> [EXERCICE]: Pouvez-vous reproduire mot pour mot le passage du texte sur les sens ci-dessous, de « Quand j'écoute de » à « que disent-ils ? » ?

> [BLOC DE TEXTE]:
★ ★ ★ ★
Quand j'écoute de la musique, j'ai toujours cette impression d'être en état d'éveil. Tous mes sens sont en éveil et m'offrent une véritable expérience vivifiante. Tous ces sens, qui sont-ils, que disent-ils ?
Indéniablement, celui qui m'est le plus privilégié, est celui de l'ouïe. Je me réveille et m'endore toujours sur des ambiances sonores. La musique rythme ma vie, vibration naturelle et primordiale... J'aime les atmosphères, le bruissement des feuilles dans le vent, le ruisselement d'une source, les multiples petits bruits qui disent beaucoup de la vie animée en forêt, j'aime écouter le silence, j'adore l'univers sourd du réveil à l'aube. La vue qui accompagne le son, en prise directe avec le monde sensible, est un sens riche qui donne à contempler ce qui est et conduit aux mondes intérieurs, celui des visions, univers oniriques, espaces imaginaires. Contempler une photo, une peinture, une icône donne vie à l'intime. Alors prennent place l'odorat et le goût, qui renvoient à l'intériorisation la plus profonde de notre monde. La respiration dit beaucoup de nous-même et les odeurs renvoient à tant de lointains souvenirs, matière immatérielle. Elles personnalisent bien un lieu, un moment... Odeur d'une pluie fine d'une fin d'été sur une terre encore chaude et sèche. Les essences nous portent sur les chemins célestes. Matière nourricière, saveurs multiples d'une table de la rencontre.
★ ★ ★ ★
> [MATÉRIEL EXTRAIT]:

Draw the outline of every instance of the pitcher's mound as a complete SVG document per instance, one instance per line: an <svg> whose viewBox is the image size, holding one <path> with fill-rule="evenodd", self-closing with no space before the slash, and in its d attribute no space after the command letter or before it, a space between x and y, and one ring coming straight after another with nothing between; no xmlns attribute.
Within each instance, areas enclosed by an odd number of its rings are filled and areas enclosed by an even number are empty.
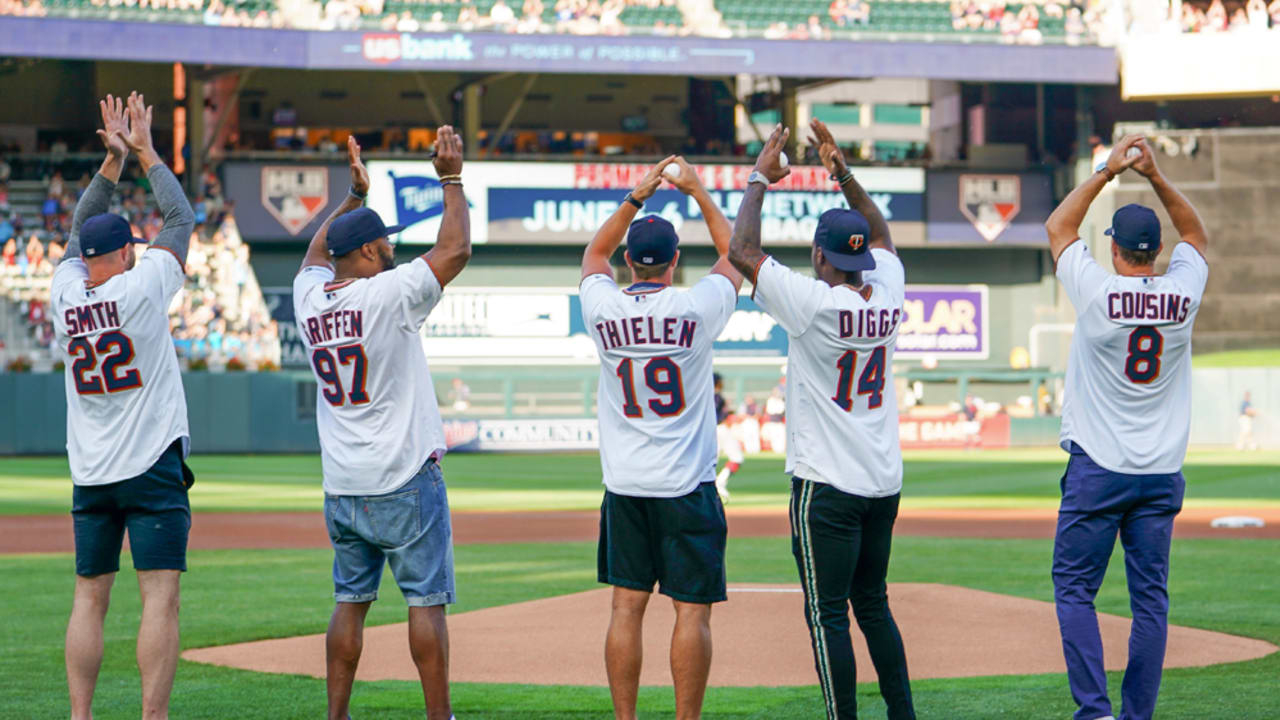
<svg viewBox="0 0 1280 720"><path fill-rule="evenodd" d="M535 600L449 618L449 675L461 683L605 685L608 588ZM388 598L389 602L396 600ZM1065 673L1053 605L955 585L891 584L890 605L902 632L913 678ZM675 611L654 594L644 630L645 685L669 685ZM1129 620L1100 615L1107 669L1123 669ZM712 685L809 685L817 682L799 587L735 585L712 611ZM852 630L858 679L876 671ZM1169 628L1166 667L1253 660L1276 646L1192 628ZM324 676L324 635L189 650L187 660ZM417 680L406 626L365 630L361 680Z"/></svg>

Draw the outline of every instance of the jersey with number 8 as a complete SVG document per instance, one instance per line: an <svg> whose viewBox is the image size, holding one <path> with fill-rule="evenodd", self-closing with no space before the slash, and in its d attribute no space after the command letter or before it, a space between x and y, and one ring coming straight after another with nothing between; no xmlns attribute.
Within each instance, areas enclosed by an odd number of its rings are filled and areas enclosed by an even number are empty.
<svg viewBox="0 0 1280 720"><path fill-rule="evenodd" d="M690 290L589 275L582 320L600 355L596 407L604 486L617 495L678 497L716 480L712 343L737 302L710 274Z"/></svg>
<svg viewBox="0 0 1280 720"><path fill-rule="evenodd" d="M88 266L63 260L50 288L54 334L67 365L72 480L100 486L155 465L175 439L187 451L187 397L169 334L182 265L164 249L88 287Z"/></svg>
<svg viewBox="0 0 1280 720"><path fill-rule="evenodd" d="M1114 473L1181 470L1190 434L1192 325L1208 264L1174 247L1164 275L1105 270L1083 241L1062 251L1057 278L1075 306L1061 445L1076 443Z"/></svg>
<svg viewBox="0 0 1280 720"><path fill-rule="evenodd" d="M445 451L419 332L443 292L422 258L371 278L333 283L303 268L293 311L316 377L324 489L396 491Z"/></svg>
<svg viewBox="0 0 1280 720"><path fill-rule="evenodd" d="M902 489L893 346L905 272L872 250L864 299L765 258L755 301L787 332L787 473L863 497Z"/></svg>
★ ★ ★ ★
> [RÉPONSE À L'EXERCICE]:
Quand j'écoute de la musique, j'ai toujours cette impression d'être en état d'éveil. Tous mes sens sont en éveil et m'offrent une véritable expérience vivifiante. Tous ces sens, qui sont-ils, que disent-ils ?